#### [Problem to solve]
Rewrite each of the items below, replacing "integer pixel boxes" with "whole-number pixel boxes" wherever it occurs and keeping every other word unchanged.

#### [Supplied entries]
■ ■ ■ ■ ■ ■ ■

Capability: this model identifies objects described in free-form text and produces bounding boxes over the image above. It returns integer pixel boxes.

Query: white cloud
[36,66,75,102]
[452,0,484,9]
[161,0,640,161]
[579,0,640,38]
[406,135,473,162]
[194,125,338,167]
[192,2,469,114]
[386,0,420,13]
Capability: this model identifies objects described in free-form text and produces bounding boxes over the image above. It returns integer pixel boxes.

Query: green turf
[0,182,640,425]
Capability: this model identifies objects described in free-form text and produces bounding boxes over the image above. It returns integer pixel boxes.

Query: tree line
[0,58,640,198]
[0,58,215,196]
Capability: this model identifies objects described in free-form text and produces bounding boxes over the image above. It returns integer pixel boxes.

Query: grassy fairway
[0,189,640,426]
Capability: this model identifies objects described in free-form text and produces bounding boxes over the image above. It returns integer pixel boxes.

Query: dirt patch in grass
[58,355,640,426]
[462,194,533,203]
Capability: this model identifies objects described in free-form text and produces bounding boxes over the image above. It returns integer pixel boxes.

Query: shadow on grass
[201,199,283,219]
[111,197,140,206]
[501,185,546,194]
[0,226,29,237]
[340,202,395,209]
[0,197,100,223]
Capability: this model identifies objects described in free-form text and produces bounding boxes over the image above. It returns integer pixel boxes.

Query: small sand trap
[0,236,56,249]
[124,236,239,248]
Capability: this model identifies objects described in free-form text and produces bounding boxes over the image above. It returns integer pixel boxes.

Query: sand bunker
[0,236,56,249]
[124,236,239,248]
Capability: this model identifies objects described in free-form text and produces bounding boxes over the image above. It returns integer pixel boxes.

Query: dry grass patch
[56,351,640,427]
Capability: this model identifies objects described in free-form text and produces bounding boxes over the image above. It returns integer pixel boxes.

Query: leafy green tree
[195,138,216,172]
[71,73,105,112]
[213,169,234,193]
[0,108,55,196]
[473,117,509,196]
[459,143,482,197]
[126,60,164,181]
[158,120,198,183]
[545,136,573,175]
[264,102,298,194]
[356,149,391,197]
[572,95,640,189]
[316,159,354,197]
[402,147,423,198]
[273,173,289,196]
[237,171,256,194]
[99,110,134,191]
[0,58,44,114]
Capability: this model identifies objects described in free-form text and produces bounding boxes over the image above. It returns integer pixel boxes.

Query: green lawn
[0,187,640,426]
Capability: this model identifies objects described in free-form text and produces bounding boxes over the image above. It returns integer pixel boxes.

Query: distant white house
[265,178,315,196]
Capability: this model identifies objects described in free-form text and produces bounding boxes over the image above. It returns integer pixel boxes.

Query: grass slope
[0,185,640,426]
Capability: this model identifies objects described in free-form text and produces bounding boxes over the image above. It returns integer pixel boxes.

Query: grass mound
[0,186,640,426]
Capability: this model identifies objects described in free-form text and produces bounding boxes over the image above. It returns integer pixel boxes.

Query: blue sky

■ ■ ■ ■ ■ ■ ■

#### [Solution to the exercise]
Capability: this model identifies objects described in free-form text and produces bounding boxes over the image above. It returns whole-number pixel boxes.

Query: white cloud
[36,66,75,102]
[452,0,484,9]
[161,0,640,161]
[579,0,640,38]
[406,135,473,162]
[194,125,338,167]
[192,2,469,114]
[386,0,420,13]
Capability: this model identifies objects described in free-form text and produces bounding boxes over the image above. It returns whole-number pixel boxes.

Query: green turf
[0,182,640,425]
Capability: this model identifies objects described in free-form text and produces bounding boxes over the image above. It returns whole-number pixel boxes.

Query: tree line
[0,58,640,198]
[0,58,215,196]
Capability: this model identifies objects described in free-form text and produces bounding boxes over the image above. It returns whole-number pixel boxes.

Query: grassy fairway
[0,189,640,426]
Capability: this model identifies objects described in free-form text and produces bounding boxes over the image above. It returns whole-number pixel boxes.

Query: dirt patch in grass
[58,355,640,426]
[462,194,533,203]
Capability: this model identifies objects described in free-form text and produces bounding boxes over the image above. It returns whole-number pixel boxes.

Query: shadow on grass
[201,199,283,219]
[111,197,140,206]
[501,185,546,194]
[0,226,29,237]
[340,202,395,209]
[0,197,100,223]
Capability: this model identifies objects described in free-form text and produces bounding boxes over the image above. It returns whole-number pixel boxes.

Query: small sand trap
[0,236,56,249]
[124,236,239,248]
Capability: this model identifies objects described in free-form text and produces bounding boxes over the image above. It returns whole-number pixel boxes.

Query: sand bunker
[0,236,56,249]
[124,236,239,248]
Capability: this model identifies objects described in free-form text and produces bounding boxes over the image above. It returns whole-number pixel boxes.

Query: dry grass patch
[56,351,640,427]
Capability: this model identifies objects described in free-form text and produces bounding boxes over the image above. It returns whole-number pixel boxes.

Query: leafy green tree
[195,138,216,172]
[71,73,105,112]
[213,169,234,193]
[0,108,55,196]
[473,117,509,196]
[459,143,482,197]
[126,60,164,181]
[158,120,198,183]
[545,136,573,175]
[264,102,298,194]
[356,149,391,197]
[572,95,640,189]
[316,159,354,197]
[402,147,423,198]
[273,173,289,196]
[237,171,256,194]
[99,110,134,191]
[0,58,44,114]
Capability: this model identifies objects described in free-form text and produces bounding boxes over the image above. It returns whole-number pixel boxes.

Query: green lawn
[0,187,640,426]
Capability: this model identifies objects described in free-form text and produces bounding boxes over the image above. It returns whole-number pixel boxes.

Query: distant white house
[265,178,315,196]
Capability: this model identifies objects described in free-form text and produces bounding boxes over the image above. It returns whole-number pixel boxes.

Query: grass slope
[0,185,640,426]
Capability: this model identifies objects described in free-form text and produces bounding boxes over the image above. It returns whole-number pixel boxes.

Query: grass mound
[0,186,640,426]
Capability: this model identifies objects described in free-form text and produces bounding boxes over the image above. It returns whole-number pixel boxes.

Query: blue sky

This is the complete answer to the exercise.